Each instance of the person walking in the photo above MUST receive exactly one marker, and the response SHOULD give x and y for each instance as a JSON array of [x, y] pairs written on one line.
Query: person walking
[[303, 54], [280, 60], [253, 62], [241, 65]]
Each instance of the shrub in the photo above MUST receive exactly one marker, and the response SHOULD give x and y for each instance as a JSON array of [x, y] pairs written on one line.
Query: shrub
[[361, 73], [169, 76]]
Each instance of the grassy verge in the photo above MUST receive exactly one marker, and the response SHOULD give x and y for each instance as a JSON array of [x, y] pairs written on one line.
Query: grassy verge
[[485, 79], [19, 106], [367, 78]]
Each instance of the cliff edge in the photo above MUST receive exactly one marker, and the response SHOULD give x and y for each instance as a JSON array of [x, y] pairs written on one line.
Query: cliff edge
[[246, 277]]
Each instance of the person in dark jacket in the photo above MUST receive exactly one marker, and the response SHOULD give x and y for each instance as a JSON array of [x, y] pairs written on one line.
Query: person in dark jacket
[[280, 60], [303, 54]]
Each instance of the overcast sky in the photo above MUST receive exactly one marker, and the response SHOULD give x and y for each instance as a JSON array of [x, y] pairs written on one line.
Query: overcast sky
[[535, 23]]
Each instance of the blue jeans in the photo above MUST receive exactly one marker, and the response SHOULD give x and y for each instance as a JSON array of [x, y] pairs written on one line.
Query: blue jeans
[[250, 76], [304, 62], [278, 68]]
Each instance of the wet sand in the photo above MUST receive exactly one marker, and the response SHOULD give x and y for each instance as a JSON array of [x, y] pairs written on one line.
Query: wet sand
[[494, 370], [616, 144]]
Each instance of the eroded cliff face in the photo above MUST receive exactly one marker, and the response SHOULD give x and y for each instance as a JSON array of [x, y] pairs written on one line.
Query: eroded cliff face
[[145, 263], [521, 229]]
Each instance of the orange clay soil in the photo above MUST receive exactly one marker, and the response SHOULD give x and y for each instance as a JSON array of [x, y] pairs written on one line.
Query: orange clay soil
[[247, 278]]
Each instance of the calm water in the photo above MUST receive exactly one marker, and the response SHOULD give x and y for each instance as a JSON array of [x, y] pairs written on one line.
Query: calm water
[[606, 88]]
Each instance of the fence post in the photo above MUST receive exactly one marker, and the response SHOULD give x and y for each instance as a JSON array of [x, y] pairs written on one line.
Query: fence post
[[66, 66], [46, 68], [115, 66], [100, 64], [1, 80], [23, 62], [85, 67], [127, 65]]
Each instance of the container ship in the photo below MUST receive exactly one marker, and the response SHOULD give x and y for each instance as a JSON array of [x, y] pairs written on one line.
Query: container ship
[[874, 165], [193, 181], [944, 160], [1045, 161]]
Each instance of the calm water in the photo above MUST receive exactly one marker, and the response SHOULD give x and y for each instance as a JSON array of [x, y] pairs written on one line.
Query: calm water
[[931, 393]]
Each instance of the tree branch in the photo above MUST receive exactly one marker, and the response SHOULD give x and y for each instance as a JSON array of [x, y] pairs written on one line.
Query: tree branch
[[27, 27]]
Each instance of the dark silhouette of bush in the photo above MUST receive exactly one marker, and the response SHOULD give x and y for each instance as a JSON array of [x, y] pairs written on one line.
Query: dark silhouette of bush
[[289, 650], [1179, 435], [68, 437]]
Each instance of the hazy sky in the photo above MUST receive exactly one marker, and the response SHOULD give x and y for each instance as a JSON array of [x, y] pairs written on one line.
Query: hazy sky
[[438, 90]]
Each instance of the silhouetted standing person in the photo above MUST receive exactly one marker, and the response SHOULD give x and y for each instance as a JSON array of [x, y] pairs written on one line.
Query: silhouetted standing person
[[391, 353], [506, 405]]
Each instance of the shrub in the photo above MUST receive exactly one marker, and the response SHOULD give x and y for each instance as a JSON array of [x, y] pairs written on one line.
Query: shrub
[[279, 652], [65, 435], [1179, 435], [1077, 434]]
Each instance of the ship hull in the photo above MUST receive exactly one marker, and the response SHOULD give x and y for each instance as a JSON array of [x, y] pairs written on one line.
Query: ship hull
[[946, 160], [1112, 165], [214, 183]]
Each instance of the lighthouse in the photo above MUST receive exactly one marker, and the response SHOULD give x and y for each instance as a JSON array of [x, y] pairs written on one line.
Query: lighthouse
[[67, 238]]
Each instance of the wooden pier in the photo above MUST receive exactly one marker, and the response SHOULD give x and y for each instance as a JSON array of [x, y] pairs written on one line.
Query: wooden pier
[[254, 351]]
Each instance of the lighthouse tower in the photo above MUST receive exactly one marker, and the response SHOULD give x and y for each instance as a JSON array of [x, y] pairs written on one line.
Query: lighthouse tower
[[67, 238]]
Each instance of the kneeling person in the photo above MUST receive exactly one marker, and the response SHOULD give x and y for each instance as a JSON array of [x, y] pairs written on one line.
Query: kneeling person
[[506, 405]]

EXERCISE AIM
Output the data in full, exactly as it stands.

RESPONSE TO THIS TASK
Each instance of the person walking in the photo above MUST receive exactly one marker, and the response SHOULD give x and y for each instance as a JSON array of [x, y] pairs written on one line.
Query: person walking
[[303, 54], [280, 60], [253, 62], [241, 65]]
Each instance of the shrub in the photo above MUST receive exactly one marker, and the response SHOULD give x and y for each instance as a JSON array of [x, y] pairs written on one line.
Query: shrub
[[361, 73], [169, 76]]
Each instance of the grassy verge in the photo above MUST receive exactly one marker, and the response SHOULD give x and y for each instance as a JSON array of [x, y] pairs written on one line.
Query: grassy verge
[[485, 79], [19, 106], [367, 78]]
Each instance of the cliff edge in the photo above MUST receive exactly one marker, and the response SHOULD give x and y for each instance as a JSON array of [x, y] pairs written on one line.
Query: cliff edge
[[246, 277]]
Each instance of the person in dark jacket in the photo above MUST receive exactly one marker, and the response SHOULD give x and y for each instance as a JSON array of [x, y] pairs written on one line.
Query: person in dark jacket
[[280, 60], [303, 54]]
Each instance of the overcast sky in the photo above MUST receive exactly one marker, and the response SHOULD give x and y for each instance as a JSON array of [x, y] pairs written on one line.
Query: overcast sky
[[535, 23]]
Each instance of the blue jeans in the photo above MUST receive exactly one marker, and the response SHOULD give x and y for each instance as a JSON array of [x, y] pairs written on one line.
Query: blue jeans
[[250, 76], [304, 62], [278, 68]]
Each instance of the wet sand in the photo above MUST receive exactly one marker, and the response SHOULD give x and y for each instance as a JSON array of [x, y] pairs written on one line.
Query: wet sand
[[494, 370], [616, 144]]
Each instance of the eroded cliff face in the photo above MUST receive exactly one marker, and the response SHOULD give x and y for each instance as a JSON array of [x, y] pairs written on one line.
Query: eroded cliff face
[[145, 263], [521, 229]]
Each instance of the orange clay soil in the photo above MUST receive exactly one marker, and the response SHOULD give x and y for each instance as a JSON array of [x, y] pairs written on one line.
Query: orange clay soil
[[247, 278]]
Each instance of the calm water in the photo above MUST receive exactly one marker, and the response SHOULD give x and y for each instance as a JSON array of [x, y] pairs written on one line.
Query: calm water
[[606, 88]]
Each instance of the fence post in the photo above MUST receive exactly one marker, and the response SHOULD give x and y for each instance as a JSON array of [x, y] pairs written on one line.
Query: fence post
[[66, 66], [46, 68], [115, 66], [100, 64], [1, 80], [23, 62], [85, 67], [127, 65]]
Each instance of the container ship in the photo below MUST receive exactly one marker, and the response SHOULD give x and y for each instance as a JSON array of [x, y] pairs written on one line.
Query: container ship
[[874, 165], [193, 181], [944, 160], [1045, 161]]
Each instance of the calm water in the photo above MUST receive exactly one marker, and the response SHOULD give x and y for each instance as a JSON array of [x, y] pairs written on one line.
Query: calm water
[[931, 393]]
Each instance of the tree branch in the photo above MUST receive exactly one marker, and the response SHOULD give x and y for each instance as a JSON array of [x, y] pairs written on one line.
Query: tree branch
[[27, 27]]
Each instance of the dark silhouette of bush in the photo above MUST receive exactly one marker, and the response SHOULD give x and y for each instance as a JSON array of [x, y] pairs written on one line.
Query: dark silhouette of bush
[[289, 650], [1179, 435], [68, 437]]
Each instance of the hazy sky in the photo above MUST receive exactly one marker, and the response SHOULD give x and y for each instance as a JSON array of [x, y] pairs written on one line.
Query: hazy sky
[[438, 90]]
Each instance of the silhouetted standing person in the photo above MUST receive exactly one marker, and the response SHOULD give x and y for each instance as a JSON array of [x, y] pairs written on one line.
Query: silhouetted standing person
[[391, 353], [506, 405]]
Each instance of the shrub in the photo above MUST receive exactly one marker, and the response SHOULD give x and y for each instance as a JSON array of [x, y] pairs written on one line.
Query: shrub
[[279, 652], [65, 435], [1179, 435], [1077, 434]]
Each instance of the ship hull in the photo above MUST receive exactly one marker, and the response SHOULD give x and y for each instance as a JSON array of [x, y] pairs written on one line.
Query: ship hull
[[946, 160], [1112, 165], [214, 183]]
Each instance of the lighthouse in the photo above MUST receive exactly one marker, and the response SHOULD give x and y for each instance as a JSON array of [x, y] pairs written on one line.
Query: lighthouse
[[67, 238]]
Each instance of the wooden pier in the photo above MUST receive exactly one marker, and the response SHOULD give x and y for each instance as a JSON array of [x, y] pairs written on one line.
Query: wooden pier
[[254, 351]]
Each instance of the lighthouse tower in the photo above MUST receive exactly one marker, and the response SHOULD give x and y for each instance as a JSON array of [x, y] pairs written on one line.
Query: lighthouse tower
[[67, 238]]
Each instance of the kneeling person in the photo above MUST receive exactly one marker, and the response SHOULD give x and y for each instance as a JSON array of [x, y] pairs written on one line.
Query: kneeling person
[[506, 405]]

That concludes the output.